- Fragmento:
□ □ □ □ □ □ □

El apóstol Pablo también tenía claro que la escala jerárquica en la iglesia primitiva no debía otorgar más dignidad eclesiástica a quien la ostentaba:

Nada hagáis por rivalidad, ni por vanagloria, sino con humildad, considerando cada cual a los demás como superiores a sí mismo (Fil. 2:3)

La prevalencia de la honra como valor determinante en la vida divide, separa y enfrenta a las personas. Y las enfrenta hasta el extremo de generar odios y violencias inimaginables. Desde el momento en que la honra propia se sitúa en el centro de la vida y de la convivencia, los excluidos brotan y se multiplican por todas partes. Nacen, entonces, las competitividades y los enfrentamientos, e incluso sale a la luz lo peor de nosotros mismos, percibiendo como insoportables a todos aquellos que nos deshonran, y permitiéndonos hacer lo necesario para que nuestro buen nombre prevalezca.

□ □ □ □ □ □ □

- Filas proporcionadas:

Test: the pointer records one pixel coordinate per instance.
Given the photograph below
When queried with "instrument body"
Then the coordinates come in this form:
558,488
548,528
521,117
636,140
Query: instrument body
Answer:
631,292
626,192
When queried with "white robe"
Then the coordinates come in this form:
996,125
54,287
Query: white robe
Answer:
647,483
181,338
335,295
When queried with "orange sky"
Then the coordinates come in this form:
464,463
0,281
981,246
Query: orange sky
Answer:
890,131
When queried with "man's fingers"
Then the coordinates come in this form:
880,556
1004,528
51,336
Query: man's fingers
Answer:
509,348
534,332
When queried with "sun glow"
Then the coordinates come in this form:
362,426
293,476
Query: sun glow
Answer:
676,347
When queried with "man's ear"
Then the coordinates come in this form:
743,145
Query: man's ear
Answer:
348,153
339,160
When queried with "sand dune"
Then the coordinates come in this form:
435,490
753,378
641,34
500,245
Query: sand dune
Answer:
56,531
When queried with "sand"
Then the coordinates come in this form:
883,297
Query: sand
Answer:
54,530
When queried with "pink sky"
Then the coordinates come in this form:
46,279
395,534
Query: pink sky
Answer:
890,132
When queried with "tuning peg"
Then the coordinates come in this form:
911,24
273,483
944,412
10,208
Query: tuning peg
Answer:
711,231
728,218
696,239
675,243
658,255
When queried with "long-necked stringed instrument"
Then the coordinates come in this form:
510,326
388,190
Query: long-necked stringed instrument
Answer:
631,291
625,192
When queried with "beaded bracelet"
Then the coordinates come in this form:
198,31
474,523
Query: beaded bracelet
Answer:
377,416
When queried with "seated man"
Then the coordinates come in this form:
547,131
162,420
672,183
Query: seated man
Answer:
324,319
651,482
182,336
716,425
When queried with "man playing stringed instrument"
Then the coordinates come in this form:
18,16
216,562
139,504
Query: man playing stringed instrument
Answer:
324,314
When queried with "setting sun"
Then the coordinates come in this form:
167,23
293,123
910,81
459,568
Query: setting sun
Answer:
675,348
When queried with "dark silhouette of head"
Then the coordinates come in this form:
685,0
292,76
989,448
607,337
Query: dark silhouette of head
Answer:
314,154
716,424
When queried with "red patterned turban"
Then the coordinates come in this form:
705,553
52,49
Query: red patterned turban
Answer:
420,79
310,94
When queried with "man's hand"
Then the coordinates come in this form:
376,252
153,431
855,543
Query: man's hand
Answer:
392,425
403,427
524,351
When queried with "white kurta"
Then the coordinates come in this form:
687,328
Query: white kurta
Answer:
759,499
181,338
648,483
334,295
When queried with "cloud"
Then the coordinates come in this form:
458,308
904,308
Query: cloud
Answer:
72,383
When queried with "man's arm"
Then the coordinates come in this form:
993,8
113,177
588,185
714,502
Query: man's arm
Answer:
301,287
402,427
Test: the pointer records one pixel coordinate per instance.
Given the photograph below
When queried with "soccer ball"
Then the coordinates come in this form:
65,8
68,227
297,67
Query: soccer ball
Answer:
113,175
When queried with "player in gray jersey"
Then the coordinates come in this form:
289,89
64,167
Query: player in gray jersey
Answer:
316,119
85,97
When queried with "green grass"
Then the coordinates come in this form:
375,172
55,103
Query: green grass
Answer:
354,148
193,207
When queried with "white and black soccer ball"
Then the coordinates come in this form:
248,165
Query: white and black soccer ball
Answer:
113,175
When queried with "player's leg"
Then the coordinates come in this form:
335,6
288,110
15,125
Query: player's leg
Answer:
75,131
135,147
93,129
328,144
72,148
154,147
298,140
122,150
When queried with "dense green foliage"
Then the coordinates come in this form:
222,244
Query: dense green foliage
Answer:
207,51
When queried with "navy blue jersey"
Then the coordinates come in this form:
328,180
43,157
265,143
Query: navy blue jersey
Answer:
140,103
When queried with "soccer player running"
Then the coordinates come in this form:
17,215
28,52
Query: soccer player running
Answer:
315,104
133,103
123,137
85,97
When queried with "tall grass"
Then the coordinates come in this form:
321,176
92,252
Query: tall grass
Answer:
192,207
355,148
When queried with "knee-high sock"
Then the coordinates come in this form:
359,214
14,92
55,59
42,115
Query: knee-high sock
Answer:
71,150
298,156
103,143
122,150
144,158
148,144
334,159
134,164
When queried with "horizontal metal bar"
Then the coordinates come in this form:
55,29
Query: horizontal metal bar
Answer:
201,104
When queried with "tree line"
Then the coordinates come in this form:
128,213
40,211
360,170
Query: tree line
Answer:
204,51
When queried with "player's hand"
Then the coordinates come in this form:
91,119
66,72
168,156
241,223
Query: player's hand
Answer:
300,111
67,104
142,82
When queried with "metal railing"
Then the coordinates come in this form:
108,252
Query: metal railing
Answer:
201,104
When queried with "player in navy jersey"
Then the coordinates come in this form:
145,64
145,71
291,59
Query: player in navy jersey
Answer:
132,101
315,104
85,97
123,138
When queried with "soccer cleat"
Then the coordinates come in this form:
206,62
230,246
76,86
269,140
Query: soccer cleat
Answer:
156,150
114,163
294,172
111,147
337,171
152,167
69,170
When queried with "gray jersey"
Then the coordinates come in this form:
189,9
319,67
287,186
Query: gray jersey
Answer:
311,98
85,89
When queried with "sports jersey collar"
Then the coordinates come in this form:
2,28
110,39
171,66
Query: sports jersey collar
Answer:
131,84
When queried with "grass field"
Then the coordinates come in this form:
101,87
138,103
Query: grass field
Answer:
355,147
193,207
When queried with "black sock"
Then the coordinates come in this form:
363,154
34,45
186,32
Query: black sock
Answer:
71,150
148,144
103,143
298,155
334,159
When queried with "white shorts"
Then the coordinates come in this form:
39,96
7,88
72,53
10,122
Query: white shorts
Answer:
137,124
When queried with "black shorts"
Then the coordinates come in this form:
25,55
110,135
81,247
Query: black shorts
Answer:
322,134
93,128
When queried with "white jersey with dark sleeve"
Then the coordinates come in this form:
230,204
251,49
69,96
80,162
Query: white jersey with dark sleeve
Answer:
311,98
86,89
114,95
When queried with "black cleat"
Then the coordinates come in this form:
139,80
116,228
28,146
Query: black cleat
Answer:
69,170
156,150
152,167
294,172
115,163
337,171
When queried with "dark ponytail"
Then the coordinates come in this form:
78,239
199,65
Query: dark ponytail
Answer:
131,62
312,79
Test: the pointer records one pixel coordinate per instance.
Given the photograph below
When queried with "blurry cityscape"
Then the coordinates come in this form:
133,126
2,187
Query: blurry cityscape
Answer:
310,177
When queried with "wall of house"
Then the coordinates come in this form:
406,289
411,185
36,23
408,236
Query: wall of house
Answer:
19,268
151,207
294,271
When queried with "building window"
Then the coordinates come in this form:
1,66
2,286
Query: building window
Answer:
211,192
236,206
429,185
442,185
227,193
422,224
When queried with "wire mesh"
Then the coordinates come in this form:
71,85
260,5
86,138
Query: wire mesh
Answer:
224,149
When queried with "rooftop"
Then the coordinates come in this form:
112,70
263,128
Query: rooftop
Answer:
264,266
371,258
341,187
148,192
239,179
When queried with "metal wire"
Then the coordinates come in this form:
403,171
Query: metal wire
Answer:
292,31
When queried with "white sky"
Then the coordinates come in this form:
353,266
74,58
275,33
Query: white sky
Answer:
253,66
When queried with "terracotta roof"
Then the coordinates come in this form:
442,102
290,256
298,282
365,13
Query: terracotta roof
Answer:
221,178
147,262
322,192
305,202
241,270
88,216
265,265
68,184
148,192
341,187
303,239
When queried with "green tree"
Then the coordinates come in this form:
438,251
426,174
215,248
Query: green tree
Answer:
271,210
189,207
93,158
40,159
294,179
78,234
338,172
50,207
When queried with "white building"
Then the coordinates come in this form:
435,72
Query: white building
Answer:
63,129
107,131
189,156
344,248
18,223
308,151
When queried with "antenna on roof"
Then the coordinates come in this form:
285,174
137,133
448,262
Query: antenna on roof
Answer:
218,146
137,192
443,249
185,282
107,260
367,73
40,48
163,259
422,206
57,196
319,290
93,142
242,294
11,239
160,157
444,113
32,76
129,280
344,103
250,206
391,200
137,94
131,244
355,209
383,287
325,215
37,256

□ □ □ □ □ □ □

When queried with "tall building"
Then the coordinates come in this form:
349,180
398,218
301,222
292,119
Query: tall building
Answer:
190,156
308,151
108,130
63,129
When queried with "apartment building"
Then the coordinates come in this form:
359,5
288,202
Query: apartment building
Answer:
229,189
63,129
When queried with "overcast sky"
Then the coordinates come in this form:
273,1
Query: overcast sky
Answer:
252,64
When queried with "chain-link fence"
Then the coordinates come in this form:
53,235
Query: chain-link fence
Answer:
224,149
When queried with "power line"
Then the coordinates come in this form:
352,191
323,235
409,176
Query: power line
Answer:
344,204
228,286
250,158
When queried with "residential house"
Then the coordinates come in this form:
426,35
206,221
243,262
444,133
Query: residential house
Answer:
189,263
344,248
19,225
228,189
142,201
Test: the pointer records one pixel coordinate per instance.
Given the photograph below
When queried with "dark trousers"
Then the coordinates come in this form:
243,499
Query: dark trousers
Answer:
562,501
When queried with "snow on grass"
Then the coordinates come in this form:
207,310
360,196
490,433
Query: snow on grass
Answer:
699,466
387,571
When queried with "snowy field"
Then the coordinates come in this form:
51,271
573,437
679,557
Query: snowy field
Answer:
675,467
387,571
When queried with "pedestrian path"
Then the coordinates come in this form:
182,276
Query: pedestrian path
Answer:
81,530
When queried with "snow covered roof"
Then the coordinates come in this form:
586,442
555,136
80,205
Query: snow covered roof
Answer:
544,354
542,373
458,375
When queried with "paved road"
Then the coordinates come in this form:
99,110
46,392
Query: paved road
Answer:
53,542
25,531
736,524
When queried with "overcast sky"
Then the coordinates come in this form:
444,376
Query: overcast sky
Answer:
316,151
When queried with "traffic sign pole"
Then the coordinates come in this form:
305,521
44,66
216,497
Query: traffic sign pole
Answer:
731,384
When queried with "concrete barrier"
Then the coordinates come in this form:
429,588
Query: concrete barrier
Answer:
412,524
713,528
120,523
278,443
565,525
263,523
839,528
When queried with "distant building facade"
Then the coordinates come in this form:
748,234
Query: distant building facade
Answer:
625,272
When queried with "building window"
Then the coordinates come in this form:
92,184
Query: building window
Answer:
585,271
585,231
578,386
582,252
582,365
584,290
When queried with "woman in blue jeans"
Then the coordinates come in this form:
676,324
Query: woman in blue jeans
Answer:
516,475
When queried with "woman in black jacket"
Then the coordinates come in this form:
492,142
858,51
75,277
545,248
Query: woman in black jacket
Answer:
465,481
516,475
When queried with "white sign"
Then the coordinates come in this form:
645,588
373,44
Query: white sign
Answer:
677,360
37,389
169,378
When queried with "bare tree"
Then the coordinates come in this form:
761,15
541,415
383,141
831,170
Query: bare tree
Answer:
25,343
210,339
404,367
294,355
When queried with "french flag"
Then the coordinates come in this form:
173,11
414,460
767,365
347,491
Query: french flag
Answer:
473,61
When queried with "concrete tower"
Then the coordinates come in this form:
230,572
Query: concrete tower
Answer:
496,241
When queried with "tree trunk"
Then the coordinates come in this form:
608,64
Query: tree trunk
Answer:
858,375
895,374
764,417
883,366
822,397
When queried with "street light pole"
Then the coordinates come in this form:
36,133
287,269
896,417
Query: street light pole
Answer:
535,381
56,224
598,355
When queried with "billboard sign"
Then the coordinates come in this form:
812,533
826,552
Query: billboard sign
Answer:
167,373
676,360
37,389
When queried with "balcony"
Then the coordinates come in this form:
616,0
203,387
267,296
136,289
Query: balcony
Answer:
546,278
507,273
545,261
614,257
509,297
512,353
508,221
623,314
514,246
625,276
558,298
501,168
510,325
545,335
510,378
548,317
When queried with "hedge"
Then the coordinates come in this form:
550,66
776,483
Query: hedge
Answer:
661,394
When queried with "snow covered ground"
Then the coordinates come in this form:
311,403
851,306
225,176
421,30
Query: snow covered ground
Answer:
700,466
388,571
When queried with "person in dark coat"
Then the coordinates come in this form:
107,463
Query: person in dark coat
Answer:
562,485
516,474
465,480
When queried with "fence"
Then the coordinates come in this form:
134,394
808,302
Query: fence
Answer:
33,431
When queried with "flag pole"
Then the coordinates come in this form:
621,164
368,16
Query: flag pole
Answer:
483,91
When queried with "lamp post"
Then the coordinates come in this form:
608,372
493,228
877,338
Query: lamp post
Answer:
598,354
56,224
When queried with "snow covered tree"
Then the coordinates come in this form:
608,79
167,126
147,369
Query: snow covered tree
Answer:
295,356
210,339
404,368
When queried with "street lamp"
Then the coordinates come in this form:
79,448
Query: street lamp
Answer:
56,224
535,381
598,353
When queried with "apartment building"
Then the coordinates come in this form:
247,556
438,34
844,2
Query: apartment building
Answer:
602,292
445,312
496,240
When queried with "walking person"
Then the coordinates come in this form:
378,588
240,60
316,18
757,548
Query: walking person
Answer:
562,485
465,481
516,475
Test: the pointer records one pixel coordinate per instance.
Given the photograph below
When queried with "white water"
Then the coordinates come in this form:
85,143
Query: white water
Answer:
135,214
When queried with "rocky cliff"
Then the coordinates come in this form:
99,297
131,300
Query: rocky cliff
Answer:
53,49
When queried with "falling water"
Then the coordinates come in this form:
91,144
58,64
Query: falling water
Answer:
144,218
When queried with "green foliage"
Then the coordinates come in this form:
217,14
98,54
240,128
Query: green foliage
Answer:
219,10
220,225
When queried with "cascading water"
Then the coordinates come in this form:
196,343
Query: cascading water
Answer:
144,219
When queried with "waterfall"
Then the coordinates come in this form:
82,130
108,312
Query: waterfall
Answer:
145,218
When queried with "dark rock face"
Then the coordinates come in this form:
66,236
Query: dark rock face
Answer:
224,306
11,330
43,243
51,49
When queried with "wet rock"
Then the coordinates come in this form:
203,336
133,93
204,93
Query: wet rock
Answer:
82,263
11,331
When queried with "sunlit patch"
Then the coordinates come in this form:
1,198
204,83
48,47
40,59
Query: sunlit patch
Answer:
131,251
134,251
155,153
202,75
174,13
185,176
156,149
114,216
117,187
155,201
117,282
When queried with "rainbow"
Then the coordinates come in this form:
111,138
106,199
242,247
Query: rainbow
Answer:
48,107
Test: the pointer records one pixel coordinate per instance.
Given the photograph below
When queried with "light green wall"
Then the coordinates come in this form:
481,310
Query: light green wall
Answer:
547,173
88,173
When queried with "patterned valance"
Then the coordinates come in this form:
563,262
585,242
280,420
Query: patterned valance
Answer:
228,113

□ □ □ □ □ □ □

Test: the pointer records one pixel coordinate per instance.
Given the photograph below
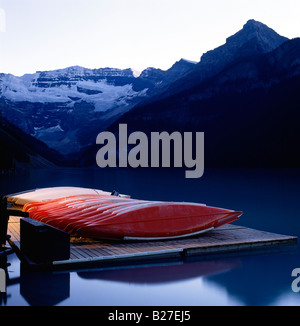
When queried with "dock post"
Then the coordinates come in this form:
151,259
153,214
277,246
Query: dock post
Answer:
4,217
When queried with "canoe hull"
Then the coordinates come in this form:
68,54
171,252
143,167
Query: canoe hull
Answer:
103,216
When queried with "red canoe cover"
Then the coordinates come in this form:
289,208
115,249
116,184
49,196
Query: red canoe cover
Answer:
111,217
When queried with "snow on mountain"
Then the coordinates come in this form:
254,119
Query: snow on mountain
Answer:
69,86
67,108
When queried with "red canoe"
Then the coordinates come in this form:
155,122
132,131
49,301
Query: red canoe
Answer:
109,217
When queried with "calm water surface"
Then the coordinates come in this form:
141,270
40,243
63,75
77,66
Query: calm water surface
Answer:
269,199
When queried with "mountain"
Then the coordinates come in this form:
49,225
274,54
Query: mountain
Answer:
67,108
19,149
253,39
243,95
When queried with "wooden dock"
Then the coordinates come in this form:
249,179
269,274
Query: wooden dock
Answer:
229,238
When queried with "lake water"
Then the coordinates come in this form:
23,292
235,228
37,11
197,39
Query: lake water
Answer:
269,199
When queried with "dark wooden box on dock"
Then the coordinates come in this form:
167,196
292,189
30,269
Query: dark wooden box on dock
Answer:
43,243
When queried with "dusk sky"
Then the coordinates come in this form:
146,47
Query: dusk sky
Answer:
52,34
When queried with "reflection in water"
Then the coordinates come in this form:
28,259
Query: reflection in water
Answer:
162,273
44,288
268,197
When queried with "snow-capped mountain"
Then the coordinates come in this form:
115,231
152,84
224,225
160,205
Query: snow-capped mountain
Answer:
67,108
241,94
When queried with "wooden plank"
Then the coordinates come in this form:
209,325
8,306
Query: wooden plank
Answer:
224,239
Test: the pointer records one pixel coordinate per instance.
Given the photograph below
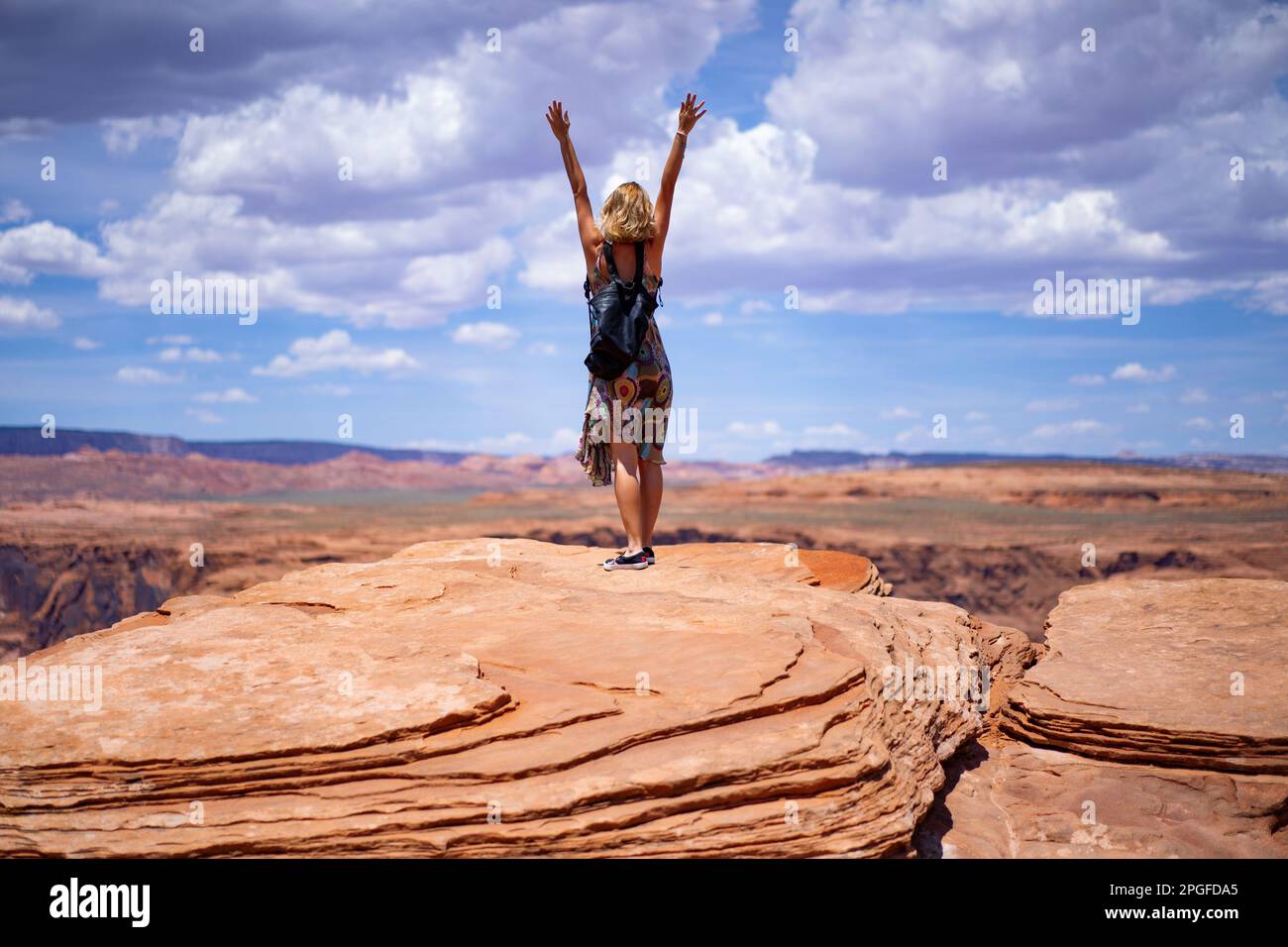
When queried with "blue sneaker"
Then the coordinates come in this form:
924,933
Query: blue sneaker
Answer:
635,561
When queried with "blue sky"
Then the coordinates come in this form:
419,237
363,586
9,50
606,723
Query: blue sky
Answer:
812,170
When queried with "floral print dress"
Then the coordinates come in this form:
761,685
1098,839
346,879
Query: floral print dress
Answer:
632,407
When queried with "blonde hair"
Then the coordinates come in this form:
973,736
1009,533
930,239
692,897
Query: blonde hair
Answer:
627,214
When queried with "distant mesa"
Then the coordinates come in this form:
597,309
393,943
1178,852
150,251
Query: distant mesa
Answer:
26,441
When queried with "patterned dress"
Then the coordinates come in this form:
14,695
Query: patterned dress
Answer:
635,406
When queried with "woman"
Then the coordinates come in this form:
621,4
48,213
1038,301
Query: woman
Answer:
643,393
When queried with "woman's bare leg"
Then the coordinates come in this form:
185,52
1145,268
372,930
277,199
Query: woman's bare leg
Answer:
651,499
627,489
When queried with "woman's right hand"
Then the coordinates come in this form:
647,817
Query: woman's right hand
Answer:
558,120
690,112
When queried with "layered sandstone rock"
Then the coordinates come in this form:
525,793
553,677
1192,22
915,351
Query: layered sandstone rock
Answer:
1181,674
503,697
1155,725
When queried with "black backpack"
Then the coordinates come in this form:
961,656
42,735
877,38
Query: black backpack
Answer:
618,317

□ □ □ □ □ □ □

- Tareas:
**a)** Según el fragmento, ¿qué sucede desde el momento en que la honra propia se sitúa en el centro de la vida y de la convivencia?
**b)** Localiza y copia cada línea de las filas que contenga la palabra "line". Se distinguen mayúsculas y minúsculas.
Las filas no guardan ninguna relación con el fragmento.

- Respuestas escritas:
**a)** Los excluidos brotan y se multiplican por todas partes.

**b)**
When queried with "tree line"
Query: tree line
When queried with "power line"
Query: power line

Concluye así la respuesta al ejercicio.